» **ACTIVIDADES**:
1. Copia el fragmento sobre Tomás de Aquino desde "Hace ahora 750" hasta "en nuestros días.", ambos incluidos, y reemplaza "civilización" por "cultura".
2. Responde a partir del fragmento sobre Tomás de Aquino:
(a) ¿En qué abadía murió?
(b) ¿En qué castillo nació?
(c) ¿Desde cuándo se acostumbra a llamar "Edad Media" a ese período?
3. Escribe una continuación del fragmento sobre Tomás de Aquino a partir de su última oración.

» **FRAGMENTO**:
Ilustración: Juan Diego Avendaño

Hace ahora 750 años (7 de marzo de 1274) murió (en la abadía cisterciense de Fossanova), cuando apenas había alcanzado la madurez (49 años), uno de los más influyentes pensadores de la historia de la humanidad, Tomás de Aquino. Se le reconoce como uno de los fundamentos de lo que hoy llamamos civilización cristiana occidental. En efecto, dio organización a sus bases teológicas y filosóficas –en buena medida derivadas de otras más antiguas (judaica, griega, romana, islámica)– y les hizo aportes sustanciales. Construyó, así, un cuerpo doctrinario, referencia de los tiempos que siguieron, que mantiene plena vigencia en nuestros días.

Tomás de Aquino (nacido en el castillo de Roccasecca en 1224/1225, cercano a la ciudad de aquel nombre) era un hombre de la plenitud de la “Edad Media”. Impropiamente se acostumbra a llamar así (desde avanzado el siglo XV) al tiempo transcurrido entre el ocaso del Imperio romano (parcial, pues subsistió en Bizancio por cerca de mil años más) y la aparición de una sociedad de nuevas formas sociales, económicas y políticas y del renacer de muchos de los elementos culturales de la antigüedad clásica (lo que fue resultado de diversos factores). Tal denominación considera ese tiempo como transicional, hipótesis que supone desconocer la proyección real de algunos hechos ocurridos entonces en Occidente, de la mayor importancia en la evolución de la humanidad. Pero, además, es errónea (por eurocéntrica) con relación al resto del mundo. En efecto, en otros espacios geográficos se sucedían etapas decisivas de sus respectivas civilizaciones.

» **DATOS PROPORCIONADOS**:

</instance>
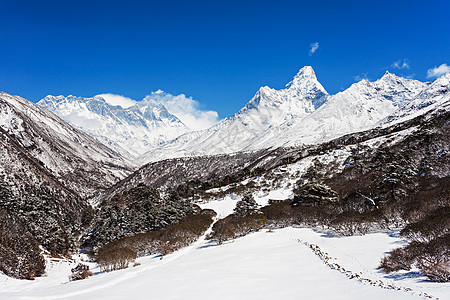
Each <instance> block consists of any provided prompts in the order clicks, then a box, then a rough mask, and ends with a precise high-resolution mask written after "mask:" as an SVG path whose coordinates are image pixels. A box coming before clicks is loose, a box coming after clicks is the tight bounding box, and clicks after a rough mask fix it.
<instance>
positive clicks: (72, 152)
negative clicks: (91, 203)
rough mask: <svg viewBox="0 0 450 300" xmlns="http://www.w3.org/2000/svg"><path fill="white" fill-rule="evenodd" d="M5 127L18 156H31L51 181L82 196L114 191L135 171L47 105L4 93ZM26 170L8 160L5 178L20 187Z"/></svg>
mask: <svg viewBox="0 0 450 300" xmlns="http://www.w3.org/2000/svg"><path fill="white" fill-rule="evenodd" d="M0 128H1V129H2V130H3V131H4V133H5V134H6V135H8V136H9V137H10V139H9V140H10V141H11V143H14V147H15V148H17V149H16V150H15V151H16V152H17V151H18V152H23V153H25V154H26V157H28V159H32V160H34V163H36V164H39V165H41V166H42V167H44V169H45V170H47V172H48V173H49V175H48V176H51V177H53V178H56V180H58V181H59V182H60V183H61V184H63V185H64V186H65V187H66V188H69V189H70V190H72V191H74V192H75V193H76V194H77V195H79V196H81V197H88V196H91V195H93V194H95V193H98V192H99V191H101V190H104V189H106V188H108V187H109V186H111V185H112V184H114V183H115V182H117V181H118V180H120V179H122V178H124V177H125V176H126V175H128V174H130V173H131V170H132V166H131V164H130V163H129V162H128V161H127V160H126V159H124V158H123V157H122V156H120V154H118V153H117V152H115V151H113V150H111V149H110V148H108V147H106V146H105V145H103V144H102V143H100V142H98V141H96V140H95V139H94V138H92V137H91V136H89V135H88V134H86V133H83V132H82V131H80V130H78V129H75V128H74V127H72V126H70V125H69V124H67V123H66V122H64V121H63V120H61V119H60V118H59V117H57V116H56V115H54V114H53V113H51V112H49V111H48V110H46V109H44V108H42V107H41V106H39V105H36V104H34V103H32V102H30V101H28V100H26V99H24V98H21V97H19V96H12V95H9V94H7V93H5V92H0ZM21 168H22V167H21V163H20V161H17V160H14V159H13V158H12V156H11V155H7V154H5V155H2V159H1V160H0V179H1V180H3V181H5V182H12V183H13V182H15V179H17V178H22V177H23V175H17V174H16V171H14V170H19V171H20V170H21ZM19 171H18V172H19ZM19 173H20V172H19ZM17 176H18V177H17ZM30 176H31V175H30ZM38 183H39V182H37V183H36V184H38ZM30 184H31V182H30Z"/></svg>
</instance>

» **SOLUCIONES**:
1.
Hace ahora 750 años (7 de marzo de 1274) murió (en la abadía cisterciense de Fossanova), cuando apenas había alcanzado la madurez (49 años), uno de los más influyentes pensadores de la historia de la humanidad, Tomás de Aquino. Se le reconoce como uno de los fundamentos de lo que hoy llamamos cultura cristiana occidental. En efecto, dio organización a sus bases teológicas y filosóficas –en buena medida derivadas de otras más antiguas (judaica, griega, romana, islámica)– y les hizo aportes sustanciales. Construyó, así, un cuerpo doctrinario, referencia de los tiempos que siguieron, que mantiene plena vigencia en nuestros días.

2.
(a) En la abadía cisterciense de Fossanova.
(b) En el castillo de Roccasecca.
(c) Desde avanzado el siglo XV.

3.
Se confunde con frecuencia la Edad Media con un tiempo de atraso y oscurantismo, de ignorancia e inseguridad. Estuvo marcado, ciertamente, por el derrumbe de la unidad romana y la sustitución de la cultura clásica (como insistieron Flavio Biondo y Christophe Cellarius). Pero, también aparecieron plenamente los signos de la civilización occidental: diversidad de poblaciones de características comunes, unidades políticas en territorios limitados, actividad comercial en pequeñas ciudades, interés por la comprensión de la realidad natural, integración humana del mundo físico. De entonces data la fundación de monasterios como guardianes del saber, de órdenes religiosas y de centros de transmisión (y aún búsqueda) del conocimiento. En uno de aquellos (abadía de Montecasino) comenzó su andar y en las universidades de Nápoles y París completó su formación. En la última, luego de enseñar en Italia, se le nombró maestro de Teología (como a Buenaventura de Bagnoregio). Ya había escrito obras fundamentales.

Durante lo que llamamos comúnmente “Edad Media” en Occidente, ocurrieron algunos de los hechos en los cuales se funda su actual civilización. Tal, el desarrollo de la escolástica, cuya culminación es el tomismo (al cual no se reduce). La obra del Aquinate es inmensa y asombra el tiempo en que fue escrita (más aún si se toma en cuenta los instrumentos de que disponía). Comprende, entre otras, tres grandes síntesis teológicas. Y en el plano más temporal un tratado sobre “el gobierno de los príncipes”. Su pensamiento ha inspirado a la Cristiandad. Canonizado en 1323 fue declarado doctor de la Iglesia en 1567. “Entre los Doctores escolásticos brilla grandemente Santo Tomás de Aquino, Príncipe y Maestro de todos” proclamó León XIII; y Paulo VI afirmó que “fijó en la Iglesia el quicio central en torno al cual, entonces y después, se ha podido desarrollar el pensamiento cristiano con progreso seguro”.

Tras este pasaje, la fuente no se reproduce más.